§ Records provided:

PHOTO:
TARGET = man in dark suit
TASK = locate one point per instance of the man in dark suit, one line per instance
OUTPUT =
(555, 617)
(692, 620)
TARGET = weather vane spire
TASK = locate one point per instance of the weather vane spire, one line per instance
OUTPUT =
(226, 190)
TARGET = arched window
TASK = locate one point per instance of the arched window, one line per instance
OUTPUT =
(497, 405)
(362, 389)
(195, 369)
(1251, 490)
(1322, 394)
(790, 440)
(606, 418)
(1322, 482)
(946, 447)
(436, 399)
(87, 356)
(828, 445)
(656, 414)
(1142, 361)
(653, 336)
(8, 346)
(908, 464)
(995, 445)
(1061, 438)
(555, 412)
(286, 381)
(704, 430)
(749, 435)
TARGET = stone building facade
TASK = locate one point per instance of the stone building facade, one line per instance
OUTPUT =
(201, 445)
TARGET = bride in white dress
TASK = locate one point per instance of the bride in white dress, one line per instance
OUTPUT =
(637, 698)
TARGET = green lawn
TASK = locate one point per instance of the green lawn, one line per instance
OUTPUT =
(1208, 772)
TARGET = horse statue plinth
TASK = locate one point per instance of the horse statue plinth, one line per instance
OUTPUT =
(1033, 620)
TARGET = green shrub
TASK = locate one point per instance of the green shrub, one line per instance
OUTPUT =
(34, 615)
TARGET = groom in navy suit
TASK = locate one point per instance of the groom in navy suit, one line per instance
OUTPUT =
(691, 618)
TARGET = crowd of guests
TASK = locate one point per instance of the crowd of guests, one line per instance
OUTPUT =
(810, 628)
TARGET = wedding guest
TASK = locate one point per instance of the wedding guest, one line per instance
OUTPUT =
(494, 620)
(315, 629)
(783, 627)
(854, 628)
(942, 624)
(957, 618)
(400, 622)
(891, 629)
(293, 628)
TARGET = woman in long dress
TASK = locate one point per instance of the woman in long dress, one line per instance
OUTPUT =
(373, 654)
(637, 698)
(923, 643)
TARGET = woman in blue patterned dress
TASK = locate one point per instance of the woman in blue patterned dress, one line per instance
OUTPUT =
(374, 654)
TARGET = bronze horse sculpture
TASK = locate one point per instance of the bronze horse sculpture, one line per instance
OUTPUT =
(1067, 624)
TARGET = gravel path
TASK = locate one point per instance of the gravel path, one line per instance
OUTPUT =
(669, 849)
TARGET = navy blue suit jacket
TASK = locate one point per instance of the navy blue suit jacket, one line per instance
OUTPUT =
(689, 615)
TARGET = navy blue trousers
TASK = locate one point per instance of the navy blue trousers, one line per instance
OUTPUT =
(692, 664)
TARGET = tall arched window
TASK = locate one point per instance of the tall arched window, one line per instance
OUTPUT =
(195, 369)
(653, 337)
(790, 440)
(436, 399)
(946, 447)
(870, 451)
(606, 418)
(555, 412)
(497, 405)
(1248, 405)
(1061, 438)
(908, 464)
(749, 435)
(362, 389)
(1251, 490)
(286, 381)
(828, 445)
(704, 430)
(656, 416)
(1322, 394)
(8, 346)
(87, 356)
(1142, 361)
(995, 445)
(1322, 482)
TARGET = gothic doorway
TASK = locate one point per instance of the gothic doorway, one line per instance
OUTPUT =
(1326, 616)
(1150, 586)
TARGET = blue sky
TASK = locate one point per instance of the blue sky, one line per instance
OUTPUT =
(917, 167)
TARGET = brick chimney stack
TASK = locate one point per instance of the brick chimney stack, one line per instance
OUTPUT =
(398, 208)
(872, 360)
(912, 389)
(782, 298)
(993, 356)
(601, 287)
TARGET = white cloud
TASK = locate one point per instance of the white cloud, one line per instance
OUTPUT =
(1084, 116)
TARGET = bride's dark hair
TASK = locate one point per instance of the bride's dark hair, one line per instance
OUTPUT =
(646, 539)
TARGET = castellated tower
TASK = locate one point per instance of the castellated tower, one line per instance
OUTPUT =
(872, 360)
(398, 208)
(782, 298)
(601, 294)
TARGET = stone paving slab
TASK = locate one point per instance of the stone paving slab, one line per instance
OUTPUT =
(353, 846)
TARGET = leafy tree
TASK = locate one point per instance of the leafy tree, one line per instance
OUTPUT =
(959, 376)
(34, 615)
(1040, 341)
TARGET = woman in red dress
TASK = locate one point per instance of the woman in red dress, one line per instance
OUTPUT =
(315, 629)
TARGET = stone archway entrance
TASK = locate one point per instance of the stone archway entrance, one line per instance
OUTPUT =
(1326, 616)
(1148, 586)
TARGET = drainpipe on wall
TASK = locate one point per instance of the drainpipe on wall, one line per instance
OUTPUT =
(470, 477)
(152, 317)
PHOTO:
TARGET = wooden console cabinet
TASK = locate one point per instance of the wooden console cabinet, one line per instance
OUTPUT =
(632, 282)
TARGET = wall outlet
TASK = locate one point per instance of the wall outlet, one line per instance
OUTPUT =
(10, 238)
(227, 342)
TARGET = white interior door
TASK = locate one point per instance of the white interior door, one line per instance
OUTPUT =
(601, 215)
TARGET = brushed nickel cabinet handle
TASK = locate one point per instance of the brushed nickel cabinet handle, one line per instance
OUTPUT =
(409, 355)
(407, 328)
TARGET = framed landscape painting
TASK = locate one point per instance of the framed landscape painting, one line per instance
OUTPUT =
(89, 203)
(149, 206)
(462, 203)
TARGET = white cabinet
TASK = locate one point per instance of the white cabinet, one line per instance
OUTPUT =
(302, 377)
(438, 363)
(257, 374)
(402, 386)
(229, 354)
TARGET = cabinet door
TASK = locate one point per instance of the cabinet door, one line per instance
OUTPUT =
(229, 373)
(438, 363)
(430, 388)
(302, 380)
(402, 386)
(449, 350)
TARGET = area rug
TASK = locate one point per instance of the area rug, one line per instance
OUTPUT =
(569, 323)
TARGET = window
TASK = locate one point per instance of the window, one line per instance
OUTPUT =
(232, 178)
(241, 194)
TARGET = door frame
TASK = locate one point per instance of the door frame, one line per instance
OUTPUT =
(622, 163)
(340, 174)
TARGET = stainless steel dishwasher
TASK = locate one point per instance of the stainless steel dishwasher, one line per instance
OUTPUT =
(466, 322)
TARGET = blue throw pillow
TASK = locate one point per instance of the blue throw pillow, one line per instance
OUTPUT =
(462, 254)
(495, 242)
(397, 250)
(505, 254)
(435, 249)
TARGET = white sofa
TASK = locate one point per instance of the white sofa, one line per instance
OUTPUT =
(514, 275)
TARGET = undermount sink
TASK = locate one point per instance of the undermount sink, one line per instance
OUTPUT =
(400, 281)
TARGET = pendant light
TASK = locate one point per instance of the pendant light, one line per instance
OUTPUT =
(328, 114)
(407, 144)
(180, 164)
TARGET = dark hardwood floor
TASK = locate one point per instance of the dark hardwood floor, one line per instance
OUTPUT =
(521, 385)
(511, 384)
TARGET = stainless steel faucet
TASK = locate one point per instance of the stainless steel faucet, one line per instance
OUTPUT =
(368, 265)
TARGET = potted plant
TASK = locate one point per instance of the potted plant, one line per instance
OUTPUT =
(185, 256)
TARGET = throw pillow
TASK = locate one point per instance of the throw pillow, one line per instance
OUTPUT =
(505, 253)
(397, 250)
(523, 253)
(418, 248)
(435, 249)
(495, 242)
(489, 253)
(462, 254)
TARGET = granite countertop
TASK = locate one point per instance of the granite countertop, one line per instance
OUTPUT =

§ Instruction: Rewrite all of the rows above, changing every "OUTPUT" to "ANSWER" and leaving everything else the same.

§ Solution for this task:
PHOTO:
TARGET = man in dark suit
TASK = locate one point per instance of the man in dark suit, one line per instance
ANSWER =
(555, 617)
(692, 620)
TARGET = weather vane spire
TASK = locate one point per instance of the weather vane spire, one line per instance
ANSWER =
(226, 190)
TARGET = arched window
TASK = locate one point per instance of the arched window, one line per instance
ANSWER =
(497, 405)
(362, 389)
(195, 369)
(1251, 490)
(1322, 394)
(790, 440)
(606, 418)
(1322, 482)
(946, 447)
(436, 399)
(87, 356)
(828, 445)
(656, 414)
(1142, 361)
(653, 336)
(8, 346)
(908, 464)
(995, 445)
(1061, 438)
(555, 412)
(286, 381)
(704, 430)
(749, 435)
TARGET = stone building facade
TASK = locate one point per instance of the stone building facade, one line per instance
ANSWER =
(201, 445)
TARGET = bride in white dress
TASK = locate one point per instance of the bride in white dress, one line per instance
ANSWER =
(637, 698)
TARGET = green lawn
TASK = locate one point per instance of the green lawn, one line per instance
ANSWER =
(1208, 772)
TARGET = horse statue plinth
TASK = locate one point per instance of the horse statue plinth, one line per instance
ANSWER =
(1033, 620)
TARGET = green shrub
TASK = locate one point per instance of the green shrub, one line per instance
ANSWER =
(34, 615)
TARGET = groom in navy suit
TASK = locate one point per instance of the groom in navy suit, one line per instance
ANSWER =
(691, 618)
TARGET = crowd of guests
TASK = locate one point per instance of the crowd of guests, one line per instance
ANSWER =
(810, 628)
TARGET = wedding guest
TASK = locate one point per instance of the wedding guest, one line per instance
ANSWER =
(494, 620)
(315, 629)
(783, 627)
(854, 628)
(942, 624)
(957, 618)
(400, 622)
(891, 629)
(293, 628)
TARGET = woman in long dress
TASK = locate one point per instance of the woman in long dress, one line per instance
ANSWER =
(373, 654)
(637, 698)
(923, 643)
TARGET = woman in blue patterned dress
TASK = locate one point per instance of the woman in blue patterned dress, one line per instance
ANSWER =
(374, 654)
TARGET = bronze horse sculpture
TASK = locate one point per instance of the bronze horse sculpture, one line per instance
ANSWER =
(1067, 624)
TARGET = gravel path
TASK = locate one point per instance of the gravel path, one line per instance
ANSWER =
(669, 849)
TARGET = navy blue suit jacket
TASK = locate one point per instance of the navy blue suit jacket, one line per instance
ANSWER =
(689, 615)
TARGET = navy blue trousers
TASK = locate one point per instance of the navy blue trousers, one line per instance
ANSWER =
(692, 664)
TARGET = tall arched window
TASK = locate one point per instance of the tall arched window, one line per instance
ANSWER =
(195, 369)
(653, 337)
(790, 440)
(436, 399)
(946, 447)
(870, 451)
(606, 418)
(555, 412)
(497, 405)
(1248, 405)
(1061, 438)
(908, 464)
(749, 435)
(362, 389)
(1251, 490)
(286, 381)
(828, 445)
(704, 430)
(656, 416)
(1322, 394)
(8, 346)
(87, 356)
(1142, 361)
(995, 445)
(1322, 482)
TARGET = gothic doorway
TASK = locate one point per instance of the gothic doorway, one line per instance
ANSWER =
(1326, 616)
(1150, 586)
TARGET = blue sky
TASK = locate one point per instance of the blue sky, one line per instance
ANSWER =
(917, 167)
TARGET = brick chimney stack
TASK = locate one point per instance of the brick chimney stack, one line per instance
ANSWER =
(398, 208)
(872, 360)
(912, 389)
(782, 298)
(993, 356)
(601, 287)
TARGET = white cloud
TASK = locate one point per instance of the white cloud, one line per instance
ANSWER =
(1084, 116)
TARGET = bride's dark hair
TASK = locate one point per instance of the bride's dark hair, one line per instance
ANSWER =
(646, 539)
TARGET = castellated tower
TASK = locate one point per instance of the castellated tower, one line per instance
ANSWER =
(872, 360)
(398, 208)
(782, 298)
(601, 294)
TARGET = stone paving slab
TASK = locate one point per instance of the stone paving slab, one line per instance
ANSWER =
(353, 846)
TARGET = leafy tree
TASK = locate one point per instance of the leafy tree, one line per instance
ANSWER =
(959, 376)
(34, 615)
(1040, 341)
TARGET = woman in red dress
TASK = locate one point per instance of the woman in red dress, one line per instance
ANSWER =
(315, 629)
TARGET = stone archway entrance
TASK = locate one point per instance of the stone archway entrance, one line per instance
ANSWER =
(1326, 616)
(1148, 586)
TARGET = drainpipe on wall
TASK = locate one point per instance of the drainpipe on wall, one line per instance
ANSWER =
(470, 477)
(152, 317)
PHOTO:
TARGET = wooden console cabinet
TASK = locate one point per instance of the wooden console cabinet, one line per instance
ANSWER =
(632, 282)
TARGET = wall outlet
TASK = locate one point per instance of the wall outlet, one line per instance
ANSWER =
(10, 238)
(227, 342)
TARGET = white interior door
TASK = locate one point per instance of the white interior door, one line per instance
ANSWER =
(601, 215)
TARGET = brushed nickel cabinet handle
TASK = locate one point per instance of the brushed nickel cabinet handle, one line per instance
ANSWER =
(409, 355)
(407, 328)
TARGET = framed landscape painting
TASK = locate one point per instance of the framed landscape painting, one line per instance
ANSWER =
(89, 203)
(149, 206)
(462, 203)
TARGET = white cabinet
TASK = locate one point per instance of the white cabinet, one line per instance
ANSWER =
(302, 377)
(438, 363)
(257, 374)
(402, 386)
(229, 354)
TARGET = cabinet door
TASK = locate one point per instance of the cabinet door, one line per instance
ANSWER =
(229, 373)
(438, 363)
(430, 388)
(302, 380)
(402, 386)
(449, 350)
TARGET = area rug
TASK = locate one point per instance of the area rug, one line per instance
ANSWER =
(569, 323)
TARGET = window
TASK = locate one point per instance of the window, one line per instance
ANSWER =
(232, 178)
(241, 194)
TARGET = door frame
TASK = locate one point per instance of the door frame, one line per instance
ANSWER =
(622, 163)
(340, 174)
TARGET = stainless steel dishwasher
TASK = locate one point per instance of the stainless steel dishwasher, one line per instance
ANSWER =
(466, 322)
TARGET = blue throw pillow
TASK = locate one point per instance of the blue throw pillow, one line per instance
ANSWER =
(462, 254)
(495, 242)
(397, 250)
(505, 254)
(435, 249)
TARGET = white sofa
TASK = locate one point per instance of the white sofa, one line per instance
ANSWER =
(514, 275)
TARGET = undermount sink
TASK = locate one point per instance of the undermount sink, one line per instance
ANSWER =
(400, 281)
TARGET = pendant light
TASK = locate one point per instance of the pendant light, one line per instance
ANSWER =
(328, 114)
(407, 144)
(180, 164)
TARGET = dark hardwood floor
TASK = locate one point per instance of the dark hardwood floor, one line per instance
ANSWER =
(521, 385)
(511, 384)
TARGET = stainless steel faucet
TASK = locate one point per instance of the stainless steel faucet, one line per instance
ANSWER =
(368, 265)
TARGET = potted plant
TASK = locate one point per instance of the potted plant, one line per instance
ANSWER =
(185, 256)
TARGET = throw pillow
TASK = locate one point per instance of the throw pillow, one line per instance
ANSWER =
(505, 253)
(397, 250)
(523, 253)
(418, 248)
(435, 249)
(495, 242)
(489, 253)
(462, 254)
TARGET = granite countertop
TASK = locate one point per instance of the granite countertop, one line per instance
ANSWER =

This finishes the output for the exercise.